Items listed in a dataset
· · ·
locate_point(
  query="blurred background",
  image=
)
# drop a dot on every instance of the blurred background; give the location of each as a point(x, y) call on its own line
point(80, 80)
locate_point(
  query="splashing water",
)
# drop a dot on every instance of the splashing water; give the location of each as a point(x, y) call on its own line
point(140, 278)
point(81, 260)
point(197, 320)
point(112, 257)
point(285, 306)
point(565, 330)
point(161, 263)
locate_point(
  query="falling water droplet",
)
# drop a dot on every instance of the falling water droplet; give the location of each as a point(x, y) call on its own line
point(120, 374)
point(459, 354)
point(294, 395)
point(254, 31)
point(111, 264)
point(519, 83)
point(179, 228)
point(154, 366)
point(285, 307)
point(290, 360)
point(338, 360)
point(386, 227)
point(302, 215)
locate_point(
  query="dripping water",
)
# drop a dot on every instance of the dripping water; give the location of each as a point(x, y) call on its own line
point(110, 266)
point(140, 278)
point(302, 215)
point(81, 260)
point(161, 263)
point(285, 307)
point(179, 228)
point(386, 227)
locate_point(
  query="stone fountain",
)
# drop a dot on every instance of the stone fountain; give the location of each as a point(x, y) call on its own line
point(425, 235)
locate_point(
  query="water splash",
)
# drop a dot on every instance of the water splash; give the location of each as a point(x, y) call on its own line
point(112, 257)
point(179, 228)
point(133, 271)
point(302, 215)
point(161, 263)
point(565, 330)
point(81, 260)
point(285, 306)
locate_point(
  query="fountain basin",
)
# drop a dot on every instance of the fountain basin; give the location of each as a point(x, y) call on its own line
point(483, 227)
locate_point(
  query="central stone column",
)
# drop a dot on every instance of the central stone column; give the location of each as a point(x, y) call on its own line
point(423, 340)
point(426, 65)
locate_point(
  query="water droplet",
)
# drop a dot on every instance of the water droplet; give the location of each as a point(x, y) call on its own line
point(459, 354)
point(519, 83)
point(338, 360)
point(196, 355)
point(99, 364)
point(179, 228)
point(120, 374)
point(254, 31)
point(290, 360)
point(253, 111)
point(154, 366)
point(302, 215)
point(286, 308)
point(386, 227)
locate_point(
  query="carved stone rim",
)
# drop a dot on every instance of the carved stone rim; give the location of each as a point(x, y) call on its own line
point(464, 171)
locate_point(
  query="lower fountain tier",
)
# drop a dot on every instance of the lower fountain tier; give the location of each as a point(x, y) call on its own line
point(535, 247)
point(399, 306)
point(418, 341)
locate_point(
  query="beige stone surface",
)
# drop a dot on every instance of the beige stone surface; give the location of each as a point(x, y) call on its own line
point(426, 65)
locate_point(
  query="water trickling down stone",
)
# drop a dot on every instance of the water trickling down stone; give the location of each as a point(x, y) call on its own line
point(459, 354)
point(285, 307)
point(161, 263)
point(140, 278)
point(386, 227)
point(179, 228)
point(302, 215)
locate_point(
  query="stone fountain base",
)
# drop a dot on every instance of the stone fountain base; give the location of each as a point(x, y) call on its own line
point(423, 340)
· · ·
Exactly as written above, please repeat the entries.

locate_point(
  query="blurred background",
  image=
)
# drop a dot on every instance of the blurred background; give the location of each as a point(x, y) call on its own line
point(80, 80)
locate_point(
  query="splashing water",
)
# drop a dot on every instance of the splashing water; give the location of each as a point(x, y) call on its own line
point(140, 278)
point(81, 260)
point(197, 320)
point(112, 257)
point(285, 306)
point(565, 330)
point(161, 263)
locate_point(
  query="falling water droplet",
)
# drop a dot on every instance of the falling water droplet; give the location of each as a point(x, y) call on its own line
point(120, 374)
point(459, 354)
point(294, 395)
point(254, 31)
point(111, 264)
point(519, 83)
point(179, 228)
point(154, 366)
point(285, 307)
point(290, 360)
point(338, 360)
point(386, 227)
point(302, 215)
locate_point(
  query="dripping water",
)
# drop a dot on every instance of the dripping water; give the location of each as a point(x, y) call on its own line
point(110, 266)
point(140, 278)
point(302, 215)
point(81, 260)
point(161, 263)
point(285, 307)
point(179, 228)
point(386, 227)
locate_point(
  query="stone fountain",
)
# drop a dot on every instance of the stone fountain; give the location of each as a point(x, y) call on its own line
point(425, 235)
locate_point(
  query="water splash",
)
# drop a dot on every instance of the water splash; give the location of each as a point(x, y) call on its own line
point(112, 257)
point(179, 228)
point(133, 271)
point(302, 215)
point(161, 263)
point(565, 330)
point(81, 260)
point(285, 306)
locate_point(
  query="fountain basin",
)
# drop a dot on every instance of the fountain basin; give the location of each as a point(x, y) call on its own line
point(483, 227)
locate_point(
  query="central stone column",
)
# drop a dot on every instance of the central stone column; give the location of each as a point(x, y) call on its own line
point(423, 340)
point(426, 65)
locate_point(
  query="water droplet",
)
# drop a dot on every instance of the water droplet; give the location of each as a point(x, y) call on its own line
point(459, 354)
point(519, 83)
point(338, 360)
point(196, 355)
point(99, 364)
point(179, 228)
point(120, 374)
point(254, 31)
point(290, 360)
point(253, 111)
point(154, 366)
point(302, 215)
point(286, 308)
point(386, 227)
locate_point(
  query="carved stone rim",
)
# drop a dot on every instance of the carved stone rim; give the location of each as a point(x, y) call on its own line
point(464, 171)
locate_point(
  query="lower fountain tier",
)
# drop a dot on every instance of the lower fountain tier; give the location of each as a point(x, y) call on its own line
point(535, 247)
point(399, 306)
point(418, 341)
locate_point(
  query="beige stone surface",
)
# drop a dot on every instance of the beige stone surface; give the location of each as a point(x, y) call on its own line
point(426, 65)
locate_point(
  query="water trickling down stone",
)
# drop a dot on every instance of the water trickling down stone; give the location of each as a point(x, y) call on its own line
point(459, 354)
point(285, 307)
point(161, 263)
point(140, 278)
point(386, 227)
point(179, 228)
point(302, 215)
locate_point(
  query="stone fountain base",
)
# drop a dot on every instance of the stone fountain base; give the location of each as a point(x, y) call on its own line
point(423, 340)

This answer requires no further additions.